• _DIRECTIONS FOR THIS TASK_
Each line that contains the word "heart" is to be copied from the records below.

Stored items
○ ○ ○ ○

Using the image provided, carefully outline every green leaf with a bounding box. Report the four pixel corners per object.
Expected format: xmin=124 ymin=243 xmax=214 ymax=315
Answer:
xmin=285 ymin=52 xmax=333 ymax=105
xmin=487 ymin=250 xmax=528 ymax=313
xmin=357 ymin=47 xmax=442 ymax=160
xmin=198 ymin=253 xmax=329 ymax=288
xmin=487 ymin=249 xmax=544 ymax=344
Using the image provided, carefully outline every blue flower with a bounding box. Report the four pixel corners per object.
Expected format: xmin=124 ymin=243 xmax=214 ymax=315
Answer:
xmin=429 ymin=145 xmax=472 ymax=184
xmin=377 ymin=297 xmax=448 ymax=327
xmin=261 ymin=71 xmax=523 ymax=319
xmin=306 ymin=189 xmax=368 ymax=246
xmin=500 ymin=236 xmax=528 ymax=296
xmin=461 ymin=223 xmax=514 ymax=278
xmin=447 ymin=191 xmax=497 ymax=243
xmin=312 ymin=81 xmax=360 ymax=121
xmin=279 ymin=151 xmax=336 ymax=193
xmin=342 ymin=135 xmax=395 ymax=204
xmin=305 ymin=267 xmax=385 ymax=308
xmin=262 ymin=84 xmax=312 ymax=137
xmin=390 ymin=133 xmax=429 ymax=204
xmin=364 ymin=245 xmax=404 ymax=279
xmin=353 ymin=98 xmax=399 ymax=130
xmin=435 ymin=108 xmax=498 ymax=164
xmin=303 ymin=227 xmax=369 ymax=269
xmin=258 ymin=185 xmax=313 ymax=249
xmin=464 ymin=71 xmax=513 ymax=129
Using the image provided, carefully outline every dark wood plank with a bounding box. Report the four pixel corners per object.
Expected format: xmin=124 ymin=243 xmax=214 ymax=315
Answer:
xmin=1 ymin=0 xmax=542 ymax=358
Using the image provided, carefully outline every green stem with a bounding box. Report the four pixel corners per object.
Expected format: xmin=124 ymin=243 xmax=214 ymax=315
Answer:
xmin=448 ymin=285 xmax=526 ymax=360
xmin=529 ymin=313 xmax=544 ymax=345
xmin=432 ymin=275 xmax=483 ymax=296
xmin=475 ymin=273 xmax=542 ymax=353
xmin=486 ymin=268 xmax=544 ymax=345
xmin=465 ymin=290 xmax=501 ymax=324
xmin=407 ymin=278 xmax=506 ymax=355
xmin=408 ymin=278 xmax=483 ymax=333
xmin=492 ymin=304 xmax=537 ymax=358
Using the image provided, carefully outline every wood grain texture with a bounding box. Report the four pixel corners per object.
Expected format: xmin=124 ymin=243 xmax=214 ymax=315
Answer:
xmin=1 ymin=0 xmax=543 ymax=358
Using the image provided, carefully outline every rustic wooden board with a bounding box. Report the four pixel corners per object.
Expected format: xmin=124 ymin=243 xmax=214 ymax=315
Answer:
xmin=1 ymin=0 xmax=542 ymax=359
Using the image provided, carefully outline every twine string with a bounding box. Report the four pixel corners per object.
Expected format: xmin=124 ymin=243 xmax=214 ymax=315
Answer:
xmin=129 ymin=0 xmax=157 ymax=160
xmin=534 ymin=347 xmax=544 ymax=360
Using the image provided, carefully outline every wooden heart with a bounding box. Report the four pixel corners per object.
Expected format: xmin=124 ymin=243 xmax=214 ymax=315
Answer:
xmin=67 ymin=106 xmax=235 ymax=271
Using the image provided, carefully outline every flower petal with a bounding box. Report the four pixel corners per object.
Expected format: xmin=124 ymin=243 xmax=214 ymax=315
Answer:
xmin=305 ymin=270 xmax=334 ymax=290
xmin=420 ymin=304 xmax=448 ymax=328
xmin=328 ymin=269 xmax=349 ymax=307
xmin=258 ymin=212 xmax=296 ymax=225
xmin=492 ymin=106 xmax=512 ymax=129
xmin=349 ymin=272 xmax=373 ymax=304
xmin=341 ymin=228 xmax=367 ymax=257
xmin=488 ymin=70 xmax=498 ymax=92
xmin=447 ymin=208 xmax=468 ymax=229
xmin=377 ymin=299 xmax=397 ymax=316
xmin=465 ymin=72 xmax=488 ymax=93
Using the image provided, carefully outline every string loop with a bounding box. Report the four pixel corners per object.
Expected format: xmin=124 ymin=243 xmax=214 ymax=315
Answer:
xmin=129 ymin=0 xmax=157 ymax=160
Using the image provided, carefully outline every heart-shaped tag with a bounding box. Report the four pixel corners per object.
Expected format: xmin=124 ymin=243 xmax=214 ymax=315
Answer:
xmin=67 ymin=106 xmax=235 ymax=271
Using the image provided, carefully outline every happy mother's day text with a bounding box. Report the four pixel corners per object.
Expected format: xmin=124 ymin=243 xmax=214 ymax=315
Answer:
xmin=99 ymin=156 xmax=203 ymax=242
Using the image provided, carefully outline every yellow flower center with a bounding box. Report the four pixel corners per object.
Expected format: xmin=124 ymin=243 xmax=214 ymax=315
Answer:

○ ○ ○ ○

• _SOLUTION BELOW_
Using the image provided, carefully outline every wooden heart with a bounding box. Report the four pixel corners per object.
Using the image provided, carefully outline every heart-shaped tag with a bounding box. Report the four pixel corners per object.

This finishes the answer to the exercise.